Exercise task. Below are the records. Restate word for word every line from the one that contains "Practice task. Find the rock summit" through the final line, both included.
───── Data excerpts
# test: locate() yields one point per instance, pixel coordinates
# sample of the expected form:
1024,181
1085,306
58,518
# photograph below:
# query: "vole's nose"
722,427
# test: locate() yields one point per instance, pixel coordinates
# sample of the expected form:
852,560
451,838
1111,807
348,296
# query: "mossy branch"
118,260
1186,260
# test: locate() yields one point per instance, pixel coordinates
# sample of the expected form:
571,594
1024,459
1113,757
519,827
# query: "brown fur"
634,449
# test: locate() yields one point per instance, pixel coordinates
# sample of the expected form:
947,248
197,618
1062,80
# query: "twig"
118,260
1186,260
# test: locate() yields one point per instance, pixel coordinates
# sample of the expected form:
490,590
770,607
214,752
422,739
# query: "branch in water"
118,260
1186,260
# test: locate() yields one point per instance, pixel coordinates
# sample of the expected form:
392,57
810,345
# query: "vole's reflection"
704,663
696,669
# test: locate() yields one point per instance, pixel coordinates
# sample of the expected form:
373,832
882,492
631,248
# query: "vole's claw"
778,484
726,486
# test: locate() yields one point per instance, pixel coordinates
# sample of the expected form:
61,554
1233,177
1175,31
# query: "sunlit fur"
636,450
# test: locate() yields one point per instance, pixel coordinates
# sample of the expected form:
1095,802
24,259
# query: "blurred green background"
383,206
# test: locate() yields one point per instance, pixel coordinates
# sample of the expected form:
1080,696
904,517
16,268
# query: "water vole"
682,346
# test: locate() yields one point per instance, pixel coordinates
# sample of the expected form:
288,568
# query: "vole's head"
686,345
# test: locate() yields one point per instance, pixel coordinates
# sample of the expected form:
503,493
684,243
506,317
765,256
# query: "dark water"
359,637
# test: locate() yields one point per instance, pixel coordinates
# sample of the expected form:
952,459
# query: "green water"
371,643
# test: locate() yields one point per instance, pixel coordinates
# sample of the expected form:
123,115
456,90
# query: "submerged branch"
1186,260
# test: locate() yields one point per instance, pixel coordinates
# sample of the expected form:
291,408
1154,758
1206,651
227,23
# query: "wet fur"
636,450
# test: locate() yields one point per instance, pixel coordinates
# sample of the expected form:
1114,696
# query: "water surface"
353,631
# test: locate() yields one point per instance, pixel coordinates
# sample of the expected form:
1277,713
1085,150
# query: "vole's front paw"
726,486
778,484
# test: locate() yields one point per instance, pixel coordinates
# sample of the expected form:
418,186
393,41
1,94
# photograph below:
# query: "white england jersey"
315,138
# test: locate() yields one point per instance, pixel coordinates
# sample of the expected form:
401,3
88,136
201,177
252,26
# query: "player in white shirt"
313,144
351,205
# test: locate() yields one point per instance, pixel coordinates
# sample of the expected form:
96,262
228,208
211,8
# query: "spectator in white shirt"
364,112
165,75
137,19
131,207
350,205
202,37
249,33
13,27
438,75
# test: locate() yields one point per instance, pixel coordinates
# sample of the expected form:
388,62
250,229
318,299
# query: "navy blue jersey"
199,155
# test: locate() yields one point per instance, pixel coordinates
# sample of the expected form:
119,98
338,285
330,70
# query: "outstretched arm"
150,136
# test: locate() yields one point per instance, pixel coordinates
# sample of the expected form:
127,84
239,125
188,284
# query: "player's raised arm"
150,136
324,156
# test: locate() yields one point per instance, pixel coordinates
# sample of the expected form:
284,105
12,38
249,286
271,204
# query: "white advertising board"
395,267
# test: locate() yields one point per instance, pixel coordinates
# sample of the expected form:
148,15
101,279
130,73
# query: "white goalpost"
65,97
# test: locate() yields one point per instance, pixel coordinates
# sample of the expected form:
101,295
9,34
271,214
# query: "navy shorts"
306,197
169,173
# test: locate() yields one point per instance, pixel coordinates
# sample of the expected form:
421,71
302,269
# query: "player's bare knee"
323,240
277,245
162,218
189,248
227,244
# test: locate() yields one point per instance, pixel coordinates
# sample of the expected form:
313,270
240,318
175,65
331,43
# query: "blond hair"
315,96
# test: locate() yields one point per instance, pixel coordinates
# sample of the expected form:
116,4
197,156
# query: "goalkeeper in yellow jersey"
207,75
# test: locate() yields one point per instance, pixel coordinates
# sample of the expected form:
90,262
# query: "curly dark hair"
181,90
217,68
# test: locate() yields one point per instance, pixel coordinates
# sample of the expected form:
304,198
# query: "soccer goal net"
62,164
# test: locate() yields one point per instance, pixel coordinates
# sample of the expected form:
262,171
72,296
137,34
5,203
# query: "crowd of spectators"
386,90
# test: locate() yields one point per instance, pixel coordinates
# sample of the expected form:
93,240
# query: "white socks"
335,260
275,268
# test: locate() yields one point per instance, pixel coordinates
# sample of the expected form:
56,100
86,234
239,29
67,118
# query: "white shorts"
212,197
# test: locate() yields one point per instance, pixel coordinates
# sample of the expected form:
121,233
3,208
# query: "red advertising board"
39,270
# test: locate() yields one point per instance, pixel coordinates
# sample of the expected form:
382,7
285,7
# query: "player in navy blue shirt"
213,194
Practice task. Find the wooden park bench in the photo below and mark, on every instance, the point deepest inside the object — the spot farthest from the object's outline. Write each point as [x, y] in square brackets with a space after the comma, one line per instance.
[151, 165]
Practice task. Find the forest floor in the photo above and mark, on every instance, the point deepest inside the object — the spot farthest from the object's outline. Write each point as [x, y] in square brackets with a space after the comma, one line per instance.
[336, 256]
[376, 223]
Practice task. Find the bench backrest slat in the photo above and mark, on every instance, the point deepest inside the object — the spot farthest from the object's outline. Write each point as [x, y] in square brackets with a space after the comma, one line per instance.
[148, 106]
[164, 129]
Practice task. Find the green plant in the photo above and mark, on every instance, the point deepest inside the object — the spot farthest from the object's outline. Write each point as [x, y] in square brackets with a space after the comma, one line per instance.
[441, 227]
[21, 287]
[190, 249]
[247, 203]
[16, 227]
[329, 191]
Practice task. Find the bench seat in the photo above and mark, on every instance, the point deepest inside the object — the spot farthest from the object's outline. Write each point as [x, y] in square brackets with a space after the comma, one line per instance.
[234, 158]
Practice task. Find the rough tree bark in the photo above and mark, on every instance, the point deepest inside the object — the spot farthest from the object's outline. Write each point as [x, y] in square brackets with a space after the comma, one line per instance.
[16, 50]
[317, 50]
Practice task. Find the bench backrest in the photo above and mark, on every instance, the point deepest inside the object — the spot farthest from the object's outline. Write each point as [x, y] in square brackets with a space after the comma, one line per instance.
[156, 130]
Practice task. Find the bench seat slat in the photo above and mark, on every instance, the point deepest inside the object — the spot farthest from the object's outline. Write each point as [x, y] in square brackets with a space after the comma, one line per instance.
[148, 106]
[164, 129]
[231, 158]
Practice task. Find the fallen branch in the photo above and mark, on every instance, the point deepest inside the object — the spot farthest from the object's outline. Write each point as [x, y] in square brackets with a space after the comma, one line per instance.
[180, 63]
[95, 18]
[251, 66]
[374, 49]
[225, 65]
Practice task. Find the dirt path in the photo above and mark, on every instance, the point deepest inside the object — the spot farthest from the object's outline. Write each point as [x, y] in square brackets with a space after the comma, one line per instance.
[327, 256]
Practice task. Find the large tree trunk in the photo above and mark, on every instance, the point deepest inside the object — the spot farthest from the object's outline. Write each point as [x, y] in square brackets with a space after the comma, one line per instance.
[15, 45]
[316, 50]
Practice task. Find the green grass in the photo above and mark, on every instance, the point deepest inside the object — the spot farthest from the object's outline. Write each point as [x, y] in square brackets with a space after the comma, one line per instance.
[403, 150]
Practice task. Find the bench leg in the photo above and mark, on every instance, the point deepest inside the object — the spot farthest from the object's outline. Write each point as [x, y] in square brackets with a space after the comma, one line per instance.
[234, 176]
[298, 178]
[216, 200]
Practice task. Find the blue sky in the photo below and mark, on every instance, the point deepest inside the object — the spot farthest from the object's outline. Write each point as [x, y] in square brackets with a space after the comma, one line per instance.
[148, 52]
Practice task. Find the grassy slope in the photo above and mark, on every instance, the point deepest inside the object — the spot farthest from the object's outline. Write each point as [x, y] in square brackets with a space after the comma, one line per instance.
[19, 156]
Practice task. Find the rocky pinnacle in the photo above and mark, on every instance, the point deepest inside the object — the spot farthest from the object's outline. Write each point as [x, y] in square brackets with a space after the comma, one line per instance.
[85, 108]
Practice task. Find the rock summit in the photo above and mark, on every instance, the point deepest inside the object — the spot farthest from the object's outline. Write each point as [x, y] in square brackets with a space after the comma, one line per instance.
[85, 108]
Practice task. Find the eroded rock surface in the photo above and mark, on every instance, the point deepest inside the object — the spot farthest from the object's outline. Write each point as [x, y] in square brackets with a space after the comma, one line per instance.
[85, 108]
──────────
Written response.
Practice task. Find the rock summit in the photo above and mark, on every instance, the point deepest inside the object — the spot farthest from the object's outline. Write each point as [x, y] in square brackets with a space after the comma, one line per instance.
[85, 108]
Practice task. Find the eroded rock surface in the photo above and mark, on every instance, the point deepest inside the object — the spot farthest from the object's outline. Write each point as [x, y] in square brackets with a space after the comma, one line per instance.
[85, 108]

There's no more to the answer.